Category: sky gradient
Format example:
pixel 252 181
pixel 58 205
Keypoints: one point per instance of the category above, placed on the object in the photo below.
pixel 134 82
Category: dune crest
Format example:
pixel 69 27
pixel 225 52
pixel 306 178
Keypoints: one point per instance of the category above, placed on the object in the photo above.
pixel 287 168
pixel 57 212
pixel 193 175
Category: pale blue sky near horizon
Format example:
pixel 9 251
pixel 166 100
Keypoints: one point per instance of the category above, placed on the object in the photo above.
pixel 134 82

# # # # # # #

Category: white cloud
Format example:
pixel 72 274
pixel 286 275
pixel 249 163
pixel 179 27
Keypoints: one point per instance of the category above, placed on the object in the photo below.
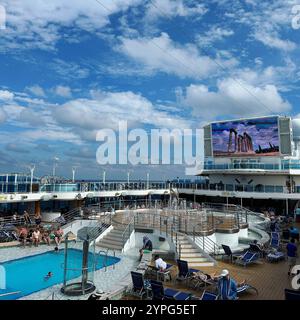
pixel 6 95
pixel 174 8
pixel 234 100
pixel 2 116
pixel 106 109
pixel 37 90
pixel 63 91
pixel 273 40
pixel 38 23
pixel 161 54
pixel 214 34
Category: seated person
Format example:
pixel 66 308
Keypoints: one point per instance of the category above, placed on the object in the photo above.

# # # # # # #

◆ Task objective
From the listing above, repeat exactly the lines starting at the line that includes "Category: sky gradient" and ending at the line that includes "pixel 166 100", with nothing outside that span.

◆ Result
Category: sky gradient
Format example:
pixel 252 181
pixel 58 205
Keypoints: one point per instance of the category above, placed on the object in the photo below.
pixel 134 82
Category: dune crest
Format example:
pixel 69 27
pixel 225 52
pixel 306 178
Keypoints: one point per instance of the category above, placed on the object in the photo above.
pixel 287 168
pixel 57 212
pixel 193 175
Category: pale blue sky near horizon
Format example:
pixel 9 251
pixel 166 100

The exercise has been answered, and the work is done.